#### Task requirements:
Can you copy the lines from the items below, starting with the line that contains "Where can you find the woman with" and going on through the line that contains "(600, 1161)"?

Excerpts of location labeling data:
— START —
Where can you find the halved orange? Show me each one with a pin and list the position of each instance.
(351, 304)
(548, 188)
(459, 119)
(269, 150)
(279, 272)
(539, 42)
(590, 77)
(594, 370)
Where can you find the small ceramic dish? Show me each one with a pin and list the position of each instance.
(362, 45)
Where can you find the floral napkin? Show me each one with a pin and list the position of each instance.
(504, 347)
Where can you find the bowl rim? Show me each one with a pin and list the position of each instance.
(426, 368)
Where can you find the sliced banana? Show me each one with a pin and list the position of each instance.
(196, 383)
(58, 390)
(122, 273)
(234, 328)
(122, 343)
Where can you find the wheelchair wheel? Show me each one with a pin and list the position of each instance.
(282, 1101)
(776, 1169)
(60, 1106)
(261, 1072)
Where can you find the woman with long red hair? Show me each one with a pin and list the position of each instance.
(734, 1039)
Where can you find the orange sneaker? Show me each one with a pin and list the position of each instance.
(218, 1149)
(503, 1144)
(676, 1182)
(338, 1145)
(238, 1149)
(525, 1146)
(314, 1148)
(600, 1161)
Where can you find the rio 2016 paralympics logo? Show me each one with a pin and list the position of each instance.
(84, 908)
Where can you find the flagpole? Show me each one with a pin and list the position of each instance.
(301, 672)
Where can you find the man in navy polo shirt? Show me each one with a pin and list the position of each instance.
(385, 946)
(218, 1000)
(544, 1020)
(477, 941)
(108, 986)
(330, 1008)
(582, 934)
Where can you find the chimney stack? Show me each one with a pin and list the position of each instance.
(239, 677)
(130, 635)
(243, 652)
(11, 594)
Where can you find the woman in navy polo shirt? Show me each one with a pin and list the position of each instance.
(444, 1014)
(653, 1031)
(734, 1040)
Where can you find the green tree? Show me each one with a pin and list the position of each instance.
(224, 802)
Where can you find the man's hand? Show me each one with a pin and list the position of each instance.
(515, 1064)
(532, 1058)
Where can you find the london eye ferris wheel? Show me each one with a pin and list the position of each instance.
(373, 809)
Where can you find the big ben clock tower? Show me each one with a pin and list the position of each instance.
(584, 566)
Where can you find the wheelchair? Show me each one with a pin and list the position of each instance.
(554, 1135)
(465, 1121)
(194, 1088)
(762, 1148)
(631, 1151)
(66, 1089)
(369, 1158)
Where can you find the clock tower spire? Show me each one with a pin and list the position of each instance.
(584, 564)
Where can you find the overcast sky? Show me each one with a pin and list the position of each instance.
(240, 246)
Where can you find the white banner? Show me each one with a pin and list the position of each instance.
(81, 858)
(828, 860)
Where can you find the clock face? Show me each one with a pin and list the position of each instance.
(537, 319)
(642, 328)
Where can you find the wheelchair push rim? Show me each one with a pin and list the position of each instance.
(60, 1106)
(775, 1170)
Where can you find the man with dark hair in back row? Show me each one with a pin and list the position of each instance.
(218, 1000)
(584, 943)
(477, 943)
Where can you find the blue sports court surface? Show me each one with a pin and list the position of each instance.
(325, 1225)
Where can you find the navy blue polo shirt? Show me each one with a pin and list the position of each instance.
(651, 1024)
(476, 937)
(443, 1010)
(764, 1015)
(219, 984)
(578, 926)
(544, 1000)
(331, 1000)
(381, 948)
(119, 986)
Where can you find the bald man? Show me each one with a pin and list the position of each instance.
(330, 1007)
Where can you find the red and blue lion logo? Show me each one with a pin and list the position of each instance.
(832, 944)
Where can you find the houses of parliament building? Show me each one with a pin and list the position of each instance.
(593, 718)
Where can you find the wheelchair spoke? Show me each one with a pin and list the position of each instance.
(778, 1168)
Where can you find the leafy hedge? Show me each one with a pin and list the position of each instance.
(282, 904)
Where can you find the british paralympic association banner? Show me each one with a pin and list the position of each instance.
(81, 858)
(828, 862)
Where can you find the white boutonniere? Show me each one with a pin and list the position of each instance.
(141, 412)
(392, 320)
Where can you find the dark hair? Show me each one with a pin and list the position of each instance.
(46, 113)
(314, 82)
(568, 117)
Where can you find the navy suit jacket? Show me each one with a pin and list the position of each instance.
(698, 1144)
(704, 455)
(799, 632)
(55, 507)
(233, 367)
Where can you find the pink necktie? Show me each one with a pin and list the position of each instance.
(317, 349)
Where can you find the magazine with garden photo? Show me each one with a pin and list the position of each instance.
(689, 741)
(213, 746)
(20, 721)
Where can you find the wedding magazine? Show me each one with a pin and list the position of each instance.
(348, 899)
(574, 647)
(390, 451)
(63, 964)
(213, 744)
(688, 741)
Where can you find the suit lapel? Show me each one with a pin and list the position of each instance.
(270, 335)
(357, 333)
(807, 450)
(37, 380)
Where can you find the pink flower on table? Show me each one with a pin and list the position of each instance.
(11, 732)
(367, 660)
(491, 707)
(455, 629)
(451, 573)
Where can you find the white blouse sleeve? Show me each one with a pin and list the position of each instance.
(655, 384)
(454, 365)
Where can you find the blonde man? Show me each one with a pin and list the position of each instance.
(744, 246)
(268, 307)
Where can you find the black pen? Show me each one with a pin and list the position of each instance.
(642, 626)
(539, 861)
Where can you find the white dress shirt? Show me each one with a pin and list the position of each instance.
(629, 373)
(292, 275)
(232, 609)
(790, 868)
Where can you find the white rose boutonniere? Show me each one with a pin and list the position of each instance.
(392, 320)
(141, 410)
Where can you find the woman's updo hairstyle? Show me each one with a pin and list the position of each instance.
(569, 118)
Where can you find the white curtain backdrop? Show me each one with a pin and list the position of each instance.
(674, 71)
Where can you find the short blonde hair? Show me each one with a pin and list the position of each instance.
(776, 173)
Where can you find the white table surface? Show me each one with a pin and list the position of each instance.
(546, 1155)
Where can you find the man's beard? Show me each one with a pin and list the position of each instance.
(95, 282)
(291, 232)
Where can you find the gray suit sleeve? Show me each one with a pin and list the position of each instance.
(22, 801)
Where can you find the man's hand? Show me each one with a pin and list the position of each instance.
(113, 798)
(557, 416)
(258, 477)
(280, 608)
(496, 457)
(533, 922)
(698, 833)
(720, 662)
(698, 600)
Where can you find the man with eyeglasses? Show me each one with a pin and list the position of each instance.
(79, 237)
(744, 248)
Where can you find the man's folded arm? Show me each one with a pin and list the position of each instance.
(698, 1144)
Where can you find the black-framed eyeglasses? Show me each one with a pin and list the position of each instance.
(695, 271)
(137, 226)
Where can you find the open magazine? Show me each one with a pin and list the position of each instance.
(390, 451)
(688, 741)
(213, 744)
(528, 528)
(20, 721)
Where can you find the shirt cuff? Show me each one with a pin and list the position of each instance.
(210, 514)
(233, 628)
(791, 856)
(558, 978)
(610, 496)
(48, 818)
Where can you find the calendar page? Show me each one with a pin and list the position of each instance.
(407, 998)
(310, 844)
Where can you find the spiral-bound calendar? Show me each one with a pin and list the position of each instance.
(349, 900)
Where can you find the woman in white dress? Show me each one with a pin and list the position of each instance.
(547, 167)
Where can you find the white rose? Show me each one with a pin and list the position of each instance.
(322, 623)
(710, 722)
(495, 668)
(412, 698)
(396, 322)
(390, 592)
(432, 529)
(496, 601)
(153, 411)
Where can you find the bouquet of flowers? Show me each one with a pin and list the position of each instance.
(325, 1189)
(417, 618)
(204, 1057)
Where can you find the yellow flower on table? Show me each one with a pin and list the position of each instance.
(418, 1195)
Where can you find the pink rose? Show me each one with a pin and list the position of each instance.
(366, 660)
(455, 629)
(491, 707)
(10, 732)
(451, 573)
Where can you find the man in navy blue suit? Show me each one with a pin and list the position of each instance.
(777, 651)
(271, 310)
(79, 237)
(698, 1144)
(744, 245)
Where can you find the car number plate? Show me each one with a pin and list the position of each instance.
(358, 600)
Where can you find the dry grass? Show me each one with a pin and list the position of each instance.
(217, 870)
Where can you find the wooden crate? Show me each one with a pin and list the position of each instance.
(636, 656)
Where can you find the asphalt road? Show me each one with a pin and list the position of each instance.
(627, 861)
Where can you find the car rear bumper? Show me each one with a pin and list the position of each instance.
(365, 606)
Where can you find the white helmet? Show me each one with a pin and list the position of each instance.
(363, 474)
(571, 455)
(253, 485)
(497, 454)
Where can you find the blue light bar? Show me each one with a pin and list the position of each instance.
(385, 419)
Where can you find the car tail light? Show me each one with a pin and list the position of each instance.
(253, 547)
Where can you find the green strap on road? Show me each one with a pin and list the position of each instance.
— END —
#### Written answer:
Where can you find the woman with long red hair? Show me each one with a pin and list the position of each instance.
(734, 1039)
Where can you find the orange sneaker? Show me each one with a pin and list the position of each instance.
(218, 1149)
(503, 1144)
(676, 1182)
(338, 1145)
(238, 1149)
(525, 1146)
(314, 1148)
(600, 1161)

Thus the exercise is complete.